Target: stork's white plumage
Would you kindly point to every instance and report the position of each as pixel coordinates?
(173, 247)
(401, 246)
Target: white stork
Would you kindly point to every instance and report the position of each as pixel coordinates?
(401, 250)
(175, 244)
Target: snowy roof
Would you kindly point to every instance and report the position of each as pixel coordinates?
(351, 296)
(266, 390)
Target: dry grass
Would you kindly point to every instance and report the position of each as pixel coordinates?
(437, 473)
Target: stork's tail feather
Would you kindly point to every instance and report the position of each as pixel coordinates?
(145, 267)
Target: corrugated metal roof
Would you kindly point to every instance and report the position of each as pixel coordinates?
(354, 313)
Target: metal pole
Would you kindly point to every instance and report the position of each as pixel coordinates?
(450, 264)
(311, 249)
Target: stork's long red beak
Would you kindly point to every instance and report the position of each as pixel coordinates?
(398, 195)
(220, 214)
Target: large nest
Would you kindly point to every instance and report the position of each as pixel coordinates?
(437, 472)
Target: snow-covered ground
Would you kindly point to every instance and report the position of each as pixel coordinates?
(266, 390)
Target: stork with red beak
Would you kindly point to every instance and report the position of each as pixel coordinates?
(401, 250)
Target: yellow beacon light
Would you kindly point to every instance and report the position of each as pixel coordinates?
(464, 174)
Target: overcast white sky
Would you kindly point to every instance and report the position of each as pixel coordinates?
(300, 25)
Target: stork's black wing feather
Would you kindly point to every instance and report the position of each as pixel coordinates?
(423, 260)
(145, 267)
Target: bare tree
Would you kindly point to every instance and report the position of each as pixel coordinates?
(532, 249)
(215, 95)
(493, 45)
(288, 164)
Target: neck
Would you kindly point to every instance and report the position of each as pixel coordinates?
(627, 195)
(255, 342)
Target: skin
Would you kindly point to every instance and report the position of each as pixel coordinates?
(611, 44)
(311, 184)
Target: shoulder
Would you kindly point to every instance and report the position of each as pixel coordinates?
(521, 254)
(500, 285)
...
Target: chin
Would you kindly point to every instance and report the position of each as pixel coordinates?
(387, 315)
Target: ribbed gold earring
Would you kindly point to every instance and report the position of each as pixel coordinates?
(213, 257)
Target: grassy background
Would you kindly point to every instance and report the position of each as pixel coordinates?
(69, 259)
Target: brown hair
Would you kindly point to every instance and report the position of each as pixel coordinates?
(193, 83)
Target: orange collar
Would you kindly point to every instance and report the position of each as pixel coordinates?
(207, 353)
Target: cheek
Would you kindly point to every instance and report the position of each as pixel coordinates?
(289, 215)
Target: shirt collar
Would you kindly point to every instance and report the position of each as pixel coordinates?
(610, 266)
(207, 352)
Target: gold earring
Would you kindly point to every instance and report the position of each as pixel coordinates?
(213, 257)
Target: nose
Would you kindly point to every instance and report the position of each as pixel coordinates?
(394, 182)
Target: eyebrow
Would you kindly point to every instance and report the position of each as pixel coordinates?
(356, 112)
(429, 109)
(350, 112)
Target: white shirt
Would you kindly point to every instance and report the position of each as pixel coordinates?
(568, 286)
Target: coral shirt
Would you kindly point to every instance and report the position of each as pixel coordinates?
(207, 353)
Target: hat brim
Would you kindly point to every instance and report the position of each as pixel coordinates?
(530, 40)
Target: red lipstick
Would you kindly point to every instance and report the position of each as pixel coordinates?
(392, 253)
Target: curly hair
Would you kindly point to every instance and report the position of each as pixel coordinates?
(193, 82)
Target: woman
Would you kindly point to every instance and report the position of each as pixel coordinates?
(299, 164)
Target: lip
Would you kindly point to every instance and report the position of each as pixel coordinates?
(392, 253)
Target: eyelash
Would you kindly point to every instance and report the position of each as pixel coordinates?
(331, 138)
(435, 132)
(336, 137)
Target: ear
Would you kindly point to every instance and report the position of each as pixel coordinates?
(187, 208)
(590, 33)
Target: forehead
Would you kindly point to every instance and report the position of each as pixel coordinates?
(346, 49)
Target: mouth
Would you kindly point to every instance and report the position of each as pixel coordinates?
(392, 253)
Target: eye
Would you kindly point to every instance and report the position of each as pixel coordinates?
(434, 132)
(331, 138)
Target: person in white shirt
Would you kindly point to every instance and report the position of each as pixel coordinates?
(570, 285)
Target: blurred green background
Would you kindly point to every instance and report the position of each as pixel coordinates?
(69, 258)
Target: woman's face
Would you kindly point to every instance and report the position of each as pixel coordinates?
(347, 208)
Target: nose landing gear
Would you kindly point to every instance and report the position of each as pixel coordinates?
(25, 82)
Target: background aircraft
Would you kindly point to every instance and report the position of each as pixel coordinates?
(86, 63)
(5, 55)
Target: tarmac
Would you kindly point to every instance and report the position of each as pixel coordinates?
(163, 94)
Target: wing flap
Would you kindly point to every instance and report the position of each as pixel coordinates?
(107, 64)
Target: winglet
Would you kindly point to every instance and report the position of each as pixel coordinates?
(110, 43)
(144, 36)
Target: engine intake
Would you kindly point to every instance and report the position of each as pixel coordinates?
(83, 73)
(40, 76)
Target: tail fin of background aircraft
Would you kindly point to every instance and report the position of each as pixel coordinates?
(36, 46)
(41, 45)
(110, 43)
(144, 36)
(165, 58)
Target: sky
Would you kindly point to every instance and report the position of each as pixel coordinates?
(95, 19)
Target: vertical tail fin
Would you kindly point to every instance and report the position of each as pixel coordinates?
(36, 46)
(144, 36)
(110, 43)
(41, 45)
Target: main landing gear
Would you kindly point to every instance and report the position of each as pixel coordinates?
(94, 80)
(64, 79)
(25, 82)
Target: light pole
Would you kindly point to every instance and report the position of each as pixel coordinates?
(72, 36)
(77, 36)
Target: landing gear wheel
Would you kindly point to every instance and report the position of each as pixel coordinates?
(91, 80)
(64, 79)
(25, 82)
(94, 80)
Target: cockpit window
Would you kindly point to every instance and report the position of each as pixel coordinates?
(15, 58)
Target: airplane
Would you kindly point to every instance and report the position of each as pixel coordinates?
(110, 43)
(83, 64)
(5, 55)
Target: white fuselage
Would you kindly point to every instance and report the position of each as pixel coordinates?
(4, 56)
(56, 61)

--- SHORT TASK ---
Please filter the data and copy every line that contains the string "shirt", matching case exactly.

--- SOLUTION FOR THIS EXERCISE ---
Target: shirt collar
Target: white shirt
Target: coral shirt
Target: person in white shirt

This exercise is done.